### TASK
What is needed here is an exact copy of every entry.
● ● ● ●
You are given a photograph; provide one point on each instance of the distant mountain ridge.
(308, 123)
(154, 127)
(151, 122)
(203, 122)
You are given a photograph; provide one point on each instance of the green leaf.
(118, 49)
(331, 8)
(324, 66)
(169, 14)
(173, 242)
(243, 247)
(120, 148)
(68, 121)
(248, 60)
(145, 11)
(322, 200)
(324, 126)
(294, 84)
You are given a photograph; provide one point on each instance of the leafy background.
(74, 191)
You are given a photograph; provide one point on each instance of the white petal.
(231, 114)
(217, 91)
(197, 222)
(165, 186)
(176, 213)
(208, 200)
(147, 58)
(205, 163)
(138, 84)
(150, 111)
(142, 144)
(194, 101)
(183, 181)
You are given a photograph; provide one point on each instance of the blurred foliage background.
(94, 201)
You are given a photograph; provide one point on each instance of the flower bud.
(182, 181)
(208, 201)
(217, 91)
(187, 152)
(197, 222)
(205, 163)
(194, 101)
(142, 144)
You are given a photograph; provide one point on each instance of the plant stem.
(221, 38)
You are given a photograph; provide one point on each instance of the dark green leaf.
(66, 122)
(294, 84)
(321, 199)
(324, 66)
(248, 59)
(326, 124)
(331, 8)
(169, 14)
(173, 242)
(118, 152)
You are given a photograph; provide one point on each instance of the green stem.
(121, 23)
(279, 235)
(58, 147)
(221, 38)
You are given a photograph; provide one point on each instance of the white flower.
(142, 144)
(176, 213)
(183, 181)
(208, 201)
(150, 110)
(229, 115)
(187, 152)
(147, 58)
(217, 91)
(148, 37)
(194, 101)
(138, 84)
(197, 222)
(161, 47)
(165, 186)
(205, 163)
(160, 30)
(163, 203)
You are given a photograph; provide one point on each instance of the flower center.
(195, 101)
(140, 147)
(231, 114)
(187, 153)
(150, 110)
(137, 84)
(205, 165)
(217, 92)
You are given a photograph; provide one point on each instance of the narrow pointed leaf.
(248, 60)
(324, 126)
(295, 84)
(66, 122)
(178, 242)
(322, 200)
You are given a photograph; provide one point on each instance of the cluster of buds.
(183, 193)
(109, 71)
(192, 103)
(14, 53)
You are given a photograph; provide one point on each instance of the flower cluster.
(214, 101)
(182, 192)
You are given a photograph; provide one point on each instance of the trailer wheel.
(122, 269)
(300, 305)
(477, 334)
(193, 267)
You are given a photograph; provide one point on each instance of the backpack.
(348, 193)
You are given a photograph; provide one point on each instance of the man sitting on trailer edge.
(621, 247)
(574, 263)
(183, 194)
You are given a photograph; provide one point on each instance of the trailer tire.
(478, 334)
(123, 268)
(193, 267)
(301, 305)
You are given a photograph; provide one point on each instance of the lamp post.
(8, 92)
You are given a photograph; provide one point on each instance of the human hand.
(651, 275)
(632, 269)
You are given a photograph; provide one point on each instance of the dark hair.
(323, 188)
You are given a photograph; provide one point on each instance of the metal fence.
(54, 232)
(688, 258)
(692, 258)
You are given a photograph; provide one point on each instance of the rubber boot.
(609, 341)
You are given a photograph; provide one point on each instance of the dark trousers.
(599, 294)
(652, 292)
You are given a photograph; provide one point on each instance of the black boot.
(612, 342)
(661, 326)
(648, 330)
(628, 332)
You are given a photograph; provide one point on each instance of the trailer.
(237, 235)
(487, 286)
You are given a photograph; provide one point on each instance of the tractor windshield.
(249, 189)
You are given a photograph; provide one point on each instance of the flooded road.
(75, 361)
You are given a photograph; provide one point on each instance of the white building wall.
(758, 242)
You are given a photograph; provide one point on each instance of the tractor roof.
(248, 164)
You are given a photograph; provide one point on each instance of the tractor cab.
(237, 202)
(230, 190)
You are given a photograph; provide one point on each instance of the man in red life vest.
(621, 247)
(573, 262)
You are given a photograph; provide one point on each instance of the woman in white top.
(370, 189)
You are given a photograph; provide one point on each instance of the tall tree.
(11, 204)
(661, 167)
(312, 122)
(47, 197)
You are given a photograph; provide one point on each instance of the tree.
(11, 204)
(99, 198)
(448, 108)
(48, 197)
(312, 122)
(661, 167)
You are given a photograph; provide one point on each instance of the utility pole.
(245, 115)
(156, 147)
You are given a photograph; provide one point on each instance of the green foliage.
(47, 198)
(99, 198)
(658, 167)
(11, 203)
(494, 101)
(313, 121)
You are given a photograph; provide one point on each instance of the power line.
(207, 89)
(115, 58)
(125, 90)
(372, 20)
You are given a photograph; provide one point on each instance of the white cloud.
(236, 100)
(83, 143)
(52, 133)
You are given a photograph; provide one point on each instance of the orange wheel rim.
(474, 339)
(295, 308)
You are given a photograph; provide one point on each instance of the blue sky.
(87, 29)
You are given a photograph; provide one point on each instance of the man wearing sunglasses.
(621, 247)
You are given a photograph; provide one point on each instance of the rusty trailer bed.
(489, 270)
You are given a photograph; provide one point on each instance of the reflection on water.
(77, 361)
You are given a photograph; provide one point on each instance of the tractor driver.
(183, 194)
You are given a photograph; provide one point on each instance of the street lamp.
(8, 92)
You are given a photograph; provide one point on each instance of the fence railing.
● ● ● ●
### TASK RESPONSE
You are given a photograph; provide one point on each instance of the distant mountain ridge.
(308, 123)
(154, 127)
(151, 122)
(203, 122)
You are given a photograph; provide one point on each instance of the green leaf.
(118, 49)
(331, 8)
(324, 66)
(169, 14)
(173, 242)
(243, 247)
(120, 148)
(68, 121)
(248, 60)
(145, 11)
(322, 200)
(324, 126)
(294, 84)
You are given a photograph; provide one point on each instance of the leafy background.
(74, 191)
You are given a photograph; provide one point on each instance of the white petal.
(231, 114)
(217, 91)
(197, 222)
(165, 186)
(176, 213)
(208, 200)
(147, 58)
(205, 163)
(138, 84)
(150, 111)
(142, 144)
(194, 101)
(183, 181)
You are given a photograph; provide one point on each instance of the blurred foliage background.
(94, 201)
You are given a photograph; provide one point on each instance of the flower bud.
(182, 181)
(208, 201)
(217, 91)
(187, 152)
(197, 222)
(205, 163)
(194, 101)
(142, 144)
You are given a photograph; provide one point on each instance of the plant stem.
(221, 38)
You are given a photograph; provide one point on each instance of the dark green leaf.
(66, 122)
(294, 84)
(321, 199)
(324, 66)
(248, 59)
(326, 124)
(331, 8)
(169, 14)
(173, 242)
(118, 152)
You are given a photograph; provide one point on each instance of the green stem.
(121, 23)
(279, 235)
(58, 147)
(221, 38)
You are given a photograph; provide one point on each instance of the white flower.
(142, 144)
(176, 213)
(183, 181)
(208, 201)
(150, 110)
(229, 115)
(187, 152)
(147, 58)
(217, 91)
(148, 37)
(194, 101)
(138, 84)
(197, 222)
(161, 47)
(165, 186)
(205, 163)
(160, 30)
(163, 203)
You are given a photograph; provide one point on each instance of the flower center.
(195, 101)
(140, 147)
(231, 114)
(187, 153)
(150, 110)
(137, 84)
(205, 165)
(217, 92)
You are given a photograph; provide one point on each instance of the narrow pointed leaf.
(248, 60)
(324, 126)
(295, 84)
(66, 122)
(178, 242)
(322, 200)
You are given a photograph; provide one point on each instance of the cluster of buds.
(183, 193)
(109, 71)
(192, 103)
(14, 53)
You are given a photograph; provide one point on each instance of the flower cluster.
(214, 101)
(182, 192)
You are given a photograph; provide one point on each instance of the trailer wheel.
(122, 269)
(300, 305)
(477, 334)
(193, 267)
You are given a photograph; provide one point on each instance of the backpack.
(348, 193)
You are given a photograph; provide one point on each instance of the man sitting on trailer edge.
(621, 247)
(574, 263)
(183, 194)
You are given a photograph; provide one point on each instance of the trailer tire.
(478, 334)
(123, 268)
(193, 267)
(301, 305)
You are given a photograph; provide one point on each instance of the lamp post.
(8, 92)
You are given a photograph; provide one point on each instance of the human hand.
(651, 275)
(632, 269)
You are given a photograph; provide one point on each instance of the dark hair.
(323, 188)
You are given a photograph; provide one point on each instance of the metal fence.
(54, 232)
(688, 258)
(692, 258)
You are given a photograph; provide one point on each instance of the rubber boot.
(609, 341)
You are given a photograph; provide one point on each instance of the dark trousers.
(599, 294)
(652, 292)
You are given a photograph; provide one point on each instance of the black boot.
(612, 342)
(661, 326)
(648, 330)
(628, 332)
You are given a photograph; provide one point on each instance of the trailer.
(237, 235)
(487, 286)
You are given a photograph; provide one point on each instance of the tractor windshield.
(249, 189)
You are given a photograph; provide one point on each instance of the flooded road.
(75, 361)
You are given a photograph; provide one point on each instance of the white building wall.
(758, 242)
You are given a photograph; provide one point on each instance of the tractor roof.
(248, 164)
You are given a photograph; provide one point on each instance of the tractor cab.
(237, 202)
(230, 190)
You are given a photograph; provide one point on each instance of the man in red life vest.
(621, 247)
(573, 262)
You are given a photograph; provide one point on each instance of the woman in white top.
(370, 189)
You are given a photograph; provide one point on each instance of the tall tree.
(11, 204)
(661, 167)
(312, 122)
(47, 197)
You are given a photograph; provide one point on each instance of the tree.
(11, 204)
(99, 198)
(448, 108)
(48, 197)
(312, 122)
(661, 167)
You are given a photograph; provide one point on each instance of the utility pole.
(245, 115)
(156, 147)
You are given a photograph; provide one point on each instance of the green foliage.
(47, 198)
(99, 198)
(658, 167)
(11, 203)
(494, 101)
(313, 121)
You are given a photograph; provide one point on each instance of the power line.
(207, 89)
(115, 58)
(125, 90)
(372, 20)
You are given a photograph; provide one point on each instance of the white cloud.
(236, 100)
(83, 143)
(52, 133)
You are given a photograph; provide one point on each instance of the orange wheel rim.
(474, 339)
(295, 308)
You are given a photograph; provide one point on each instance of the blue sky.
(87, 29)
You are given a photograph; provide one point on each instance of the man wearing sunglasses.
(621, 247)
You are given a photograph; provide one point on each instance of the rusty trailer bed.
(489, 270)
You are given a photograph; provide one point on each instance of the reflection on water.
(77, 361)
You are given a photograph; provide one point on each instance of the tractor driver.
(183, 194)
You are given a photograph; provide one point on each instance of the street lamp.
(8, 92)
You are given a photograph; provide one point on each instance of the fence railing.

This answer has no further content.